(EXERCISE MATERIAL)

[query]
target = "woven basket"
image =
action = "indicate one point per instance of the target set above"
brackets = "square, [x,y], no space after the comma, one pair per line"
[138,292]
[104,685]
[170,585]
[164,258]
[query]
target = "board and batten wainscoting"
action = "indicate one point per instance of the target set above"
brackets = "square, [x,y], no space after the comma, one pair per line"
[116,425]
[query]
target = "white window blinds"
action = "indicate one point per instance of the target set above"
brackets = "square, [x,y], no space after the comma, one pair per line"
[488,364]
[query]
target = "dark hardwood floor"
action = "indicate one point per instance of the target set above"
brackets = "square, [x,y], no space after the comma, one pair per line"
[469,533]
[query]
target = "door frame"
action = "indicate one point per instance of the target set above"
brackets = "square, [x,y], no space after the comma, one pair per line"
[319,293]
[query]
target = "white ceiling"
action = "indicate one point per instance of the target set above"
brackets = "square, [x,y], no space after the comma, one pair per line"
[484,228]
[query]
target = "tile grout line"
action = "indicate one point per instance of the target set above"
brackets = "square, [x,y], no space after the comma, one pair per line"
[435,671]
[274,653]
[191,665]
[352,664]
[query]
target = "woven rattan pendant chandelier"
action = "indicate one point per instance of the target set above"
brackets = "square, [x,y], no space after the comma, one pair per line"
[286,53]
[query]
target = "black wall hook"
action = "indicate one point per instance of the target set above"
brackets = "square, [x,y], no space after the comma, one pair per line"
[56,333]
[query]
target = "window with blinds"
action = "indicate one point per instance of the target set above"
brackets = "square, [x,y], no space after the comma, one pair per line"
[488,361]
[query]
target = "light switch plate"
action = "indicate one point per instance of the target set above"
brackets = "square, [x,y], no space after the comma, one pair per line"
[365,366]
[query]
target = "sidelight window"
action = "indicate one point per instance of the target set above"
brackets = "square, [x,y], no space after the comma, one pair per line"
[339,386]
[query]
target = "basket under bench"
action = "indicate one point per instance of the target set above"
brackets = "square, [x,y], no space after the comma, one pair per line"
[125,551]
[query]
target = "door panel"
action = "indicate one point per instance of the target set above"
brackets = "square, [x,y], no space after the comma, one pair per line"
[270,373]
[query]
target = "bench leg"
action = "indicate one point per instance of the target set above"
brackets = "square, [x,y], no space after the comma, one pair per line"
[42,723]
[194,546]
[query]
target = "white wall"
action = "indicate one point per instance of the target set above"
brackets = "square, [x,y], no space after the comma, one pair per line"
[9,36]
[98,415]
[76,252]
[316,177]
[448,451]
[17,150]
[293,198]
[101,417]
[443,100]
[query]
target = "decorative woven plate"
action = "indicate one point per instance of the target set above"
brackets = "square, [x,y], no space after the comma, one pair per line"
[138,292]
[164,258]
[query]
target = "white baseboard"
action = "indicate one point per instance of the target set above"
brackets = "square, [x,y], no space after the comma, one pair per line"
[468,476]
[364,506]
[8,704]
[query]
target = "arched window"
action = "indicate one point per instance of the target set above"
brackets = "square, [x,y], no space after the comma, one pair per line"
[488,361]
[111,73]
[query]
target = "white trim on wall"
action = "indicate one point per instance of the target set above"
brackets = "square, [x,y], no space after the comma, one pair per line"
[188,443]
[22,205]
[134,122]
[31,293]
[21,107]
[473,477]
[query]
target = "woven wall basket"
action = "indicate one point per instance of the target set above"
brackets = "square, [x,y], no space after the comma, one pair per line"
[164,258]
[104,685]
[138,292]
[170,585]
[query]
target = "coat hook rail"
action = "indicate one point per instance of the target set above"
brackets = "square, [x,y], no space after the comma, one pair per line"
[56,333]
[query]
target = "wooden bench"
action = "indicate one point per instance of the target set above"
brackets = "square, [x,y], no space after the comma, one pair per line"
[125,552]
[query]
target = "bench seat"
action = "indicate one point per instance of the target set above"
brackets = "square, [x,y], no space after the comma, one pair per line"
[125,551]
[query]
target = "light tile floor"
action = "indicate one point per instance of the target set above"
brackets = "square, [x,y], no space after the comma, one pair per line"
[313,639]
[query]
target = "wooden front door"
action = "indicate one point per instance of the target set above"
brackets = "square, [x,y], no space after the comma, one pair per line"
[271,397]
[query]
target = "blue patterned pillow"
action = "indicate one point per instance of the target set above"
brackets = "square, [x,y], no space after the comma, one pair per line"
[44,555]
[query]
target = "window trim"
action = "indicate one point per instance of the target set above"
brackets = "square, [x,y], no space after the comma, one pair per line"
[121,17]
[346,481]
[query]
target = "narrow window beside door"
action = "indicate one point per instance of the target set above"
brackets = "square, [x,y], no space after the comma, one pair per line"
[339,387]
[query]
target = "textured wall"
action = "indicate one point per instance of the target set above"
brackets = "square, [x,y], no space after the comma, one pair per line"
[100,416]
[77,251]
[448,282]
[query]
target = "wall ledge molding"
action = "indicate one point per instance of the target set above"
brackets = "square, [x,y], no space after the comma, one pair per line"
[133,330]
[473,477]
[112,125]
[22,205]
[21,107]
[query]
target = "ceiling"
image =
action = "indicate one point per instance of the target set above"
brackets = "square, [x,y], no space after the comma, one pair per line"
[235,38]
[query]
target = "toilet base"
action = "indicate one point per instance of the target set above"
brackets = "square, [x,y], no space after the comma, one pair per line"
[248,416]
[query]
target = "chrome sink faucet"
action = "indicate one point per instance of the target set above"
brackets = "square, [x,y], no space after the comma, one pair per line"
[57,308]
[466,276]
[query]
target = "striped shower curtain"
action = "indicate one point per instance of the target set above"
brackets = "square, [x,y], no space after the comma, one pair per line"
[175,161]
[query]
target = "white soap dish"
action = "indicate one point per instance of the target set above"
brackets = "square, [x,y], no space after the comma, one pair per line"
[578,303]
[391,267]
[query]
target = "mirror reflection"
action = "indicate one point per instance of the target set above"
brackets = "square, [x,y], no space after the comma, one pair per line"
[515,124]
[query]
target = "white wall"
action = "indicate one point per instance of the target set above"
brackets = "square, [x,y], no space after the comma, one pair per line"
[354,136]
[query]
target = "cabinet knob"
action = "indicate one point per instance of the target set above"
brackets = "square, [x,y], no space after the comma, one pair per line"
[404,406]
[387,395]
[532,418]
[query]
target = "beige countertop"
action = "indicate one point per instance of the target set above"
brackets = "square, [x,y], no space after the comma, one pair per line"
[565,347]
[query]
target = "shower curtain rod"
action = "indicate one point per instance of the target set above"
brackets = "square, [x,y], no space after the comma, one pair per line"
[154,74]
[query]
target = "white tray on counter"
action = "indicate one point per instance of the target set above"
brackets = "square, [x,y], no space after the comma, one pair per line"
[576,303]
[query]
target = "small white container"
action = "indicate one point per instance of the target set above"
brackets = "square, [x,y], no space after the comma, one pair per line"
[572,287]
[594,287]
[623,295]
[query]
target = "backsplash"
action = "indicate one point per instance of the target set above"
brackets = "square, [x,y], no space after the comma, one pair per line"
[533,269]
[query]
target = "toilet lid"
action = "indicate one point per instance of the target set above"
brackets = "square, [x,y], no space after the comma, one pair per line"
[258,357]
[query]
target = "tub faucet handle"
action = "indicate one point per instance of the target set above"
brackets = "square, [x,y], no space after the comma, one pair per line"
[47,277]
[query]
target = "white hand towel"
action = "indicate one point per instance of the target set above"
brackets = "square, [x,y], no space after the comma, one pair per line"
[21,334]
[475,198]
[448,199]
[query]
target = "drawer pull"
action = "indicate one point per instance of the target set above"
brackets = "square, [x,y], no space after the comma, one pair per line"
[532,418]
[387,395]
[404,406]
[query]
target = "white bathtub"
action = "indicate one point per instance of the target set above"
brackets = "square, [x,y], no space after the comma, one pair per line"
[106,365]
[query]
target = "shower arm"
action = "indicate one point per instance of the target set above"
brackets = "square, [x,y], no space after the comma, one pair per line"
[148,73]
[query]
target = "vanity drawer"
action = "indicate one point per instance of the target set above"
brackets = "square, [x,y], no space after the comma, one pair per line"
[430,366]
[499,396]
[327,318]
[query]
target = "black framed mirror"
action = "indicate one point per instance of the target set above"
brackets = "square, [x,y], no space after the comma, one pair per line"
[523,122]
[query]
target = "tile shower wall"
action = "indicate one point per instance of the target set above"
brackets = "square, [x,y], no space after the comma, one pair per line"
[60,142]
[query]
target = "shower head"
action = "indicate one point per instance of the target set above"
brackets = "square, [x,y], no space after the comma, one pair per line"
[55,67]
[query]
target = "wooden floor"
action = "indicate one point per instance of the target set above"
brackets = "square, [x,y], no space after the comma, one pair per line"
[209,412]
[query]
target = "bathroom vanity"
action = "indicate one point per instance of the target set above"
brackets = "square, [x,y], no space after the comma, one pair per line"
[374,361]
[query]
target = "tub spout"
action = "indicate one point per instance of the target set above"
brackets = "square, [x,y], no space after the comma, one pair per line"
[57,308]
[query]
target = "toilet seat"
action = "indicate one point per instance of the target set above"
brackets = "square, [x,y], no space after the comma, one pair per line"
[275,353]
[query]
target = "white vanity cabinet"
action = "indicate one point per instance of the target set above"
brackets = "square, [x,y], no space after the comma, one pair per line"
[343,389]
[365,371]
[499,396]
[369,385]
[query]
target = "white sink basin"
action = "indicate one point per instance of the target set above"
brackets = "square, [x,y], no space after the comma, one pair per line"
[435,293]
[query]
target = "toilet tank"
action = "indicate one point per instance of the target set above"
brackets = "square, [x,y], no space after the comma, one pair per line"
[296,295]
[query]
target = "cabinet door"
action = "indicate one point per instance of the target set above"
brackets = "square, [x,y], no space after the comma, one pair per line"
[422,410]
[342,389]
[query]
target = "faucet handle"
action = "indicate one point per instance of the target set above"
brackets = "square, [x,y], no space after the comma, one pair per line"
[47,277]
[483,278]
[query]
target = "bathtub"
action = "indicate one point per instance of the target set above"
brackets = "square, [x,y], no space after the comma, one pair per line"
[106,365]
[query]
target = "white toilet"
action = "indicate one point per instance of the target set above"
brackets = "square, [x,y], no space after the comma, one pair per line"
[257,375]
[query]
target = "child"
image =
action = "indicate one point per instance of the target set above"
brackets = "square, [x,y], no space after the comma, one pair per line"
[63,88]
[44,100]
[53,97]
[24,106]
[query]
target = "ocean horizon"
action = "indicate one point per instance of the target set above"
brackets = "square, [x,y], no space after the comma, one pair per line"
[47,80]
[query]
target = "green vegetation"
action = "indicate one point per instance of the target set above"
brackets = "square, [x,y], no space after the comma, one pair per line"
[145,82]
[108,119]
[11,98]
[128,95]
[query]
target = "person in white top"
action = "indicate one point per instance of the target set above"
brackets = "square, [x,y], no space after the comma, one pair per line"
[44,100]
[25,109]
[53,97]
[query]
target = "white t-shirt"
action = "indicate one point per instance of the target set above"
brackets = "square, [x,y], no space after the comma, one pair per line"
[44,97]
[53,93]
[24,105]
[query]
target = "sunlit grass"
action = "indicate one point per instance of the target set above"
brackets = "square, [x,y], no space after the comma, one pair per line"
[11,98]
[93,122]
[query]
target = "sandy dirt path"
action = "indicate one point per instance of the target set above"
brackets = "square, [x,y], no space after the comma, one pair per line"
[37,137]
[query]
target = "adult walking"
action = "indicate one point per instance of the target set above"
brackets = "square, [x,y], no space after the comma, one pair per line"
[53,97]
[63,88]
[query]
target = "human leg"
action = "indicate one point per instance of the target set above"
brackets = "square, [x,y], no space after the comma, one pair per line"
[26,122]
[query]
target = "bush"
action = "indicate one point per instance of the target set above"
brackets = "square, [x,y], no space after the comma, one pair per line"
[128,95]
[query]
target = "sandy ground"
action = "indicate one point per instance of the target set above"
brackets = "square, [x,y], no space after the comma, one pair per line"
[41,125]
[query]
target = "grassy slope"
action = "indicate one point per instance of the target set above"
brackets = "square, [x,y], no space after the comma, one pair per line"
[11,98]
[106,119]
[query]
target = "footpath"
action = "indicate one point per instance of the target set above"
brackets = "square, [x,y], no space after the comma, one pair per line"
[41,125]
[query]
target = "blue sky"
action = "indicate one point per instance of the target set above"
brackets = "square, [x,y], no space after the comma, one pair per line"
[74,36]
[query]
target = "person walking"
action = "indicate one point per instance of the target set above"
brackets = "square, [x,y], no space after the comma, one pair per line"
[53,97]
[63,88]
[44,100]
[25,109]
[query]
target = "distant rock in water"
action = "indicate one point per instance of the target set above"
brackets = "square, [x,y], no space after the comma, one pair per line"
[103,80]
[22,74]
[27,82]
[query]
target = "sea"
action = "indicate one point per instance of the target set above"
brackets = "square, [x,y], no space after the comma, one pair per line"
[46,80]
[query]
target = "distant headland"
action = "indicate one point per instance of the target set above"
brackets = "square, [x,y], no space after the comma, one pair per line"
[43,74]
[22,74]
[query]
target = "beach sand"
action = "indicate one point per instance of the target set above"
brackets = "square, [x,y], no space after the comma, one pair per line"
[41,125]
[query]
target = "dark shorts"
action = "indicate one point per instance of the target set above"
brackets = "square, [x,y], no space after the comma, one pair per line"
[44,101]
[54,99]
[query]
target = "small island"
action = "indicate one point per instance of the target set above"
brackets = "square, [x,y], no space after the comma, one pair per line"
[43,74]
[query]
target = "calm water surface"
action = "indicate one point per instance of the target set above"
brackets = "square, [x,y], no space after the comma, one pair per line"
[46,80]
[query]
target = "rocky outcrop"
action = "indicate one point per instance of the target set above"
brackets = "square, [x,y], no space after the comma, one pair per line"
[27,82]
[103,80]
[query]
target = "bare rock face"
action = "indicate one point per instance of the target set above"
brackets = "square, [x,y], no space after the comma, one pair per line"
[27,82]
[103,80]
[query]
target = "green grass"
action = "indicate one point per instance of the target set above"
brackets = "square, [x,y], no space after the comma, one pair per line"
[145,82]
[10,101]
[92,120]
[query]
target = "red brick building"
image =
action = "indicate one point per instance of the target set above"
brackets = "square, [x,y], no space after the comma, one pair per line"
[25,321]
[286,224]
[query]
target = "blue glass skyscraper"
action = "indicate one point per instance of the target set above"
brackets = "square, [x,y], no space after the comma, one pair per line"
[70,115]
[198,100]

(SET TASK) Show every line of the listing that contains the string "ceiling".

(WRITTEN ANSWER)
target = "white ceiling"
target = "ceiling"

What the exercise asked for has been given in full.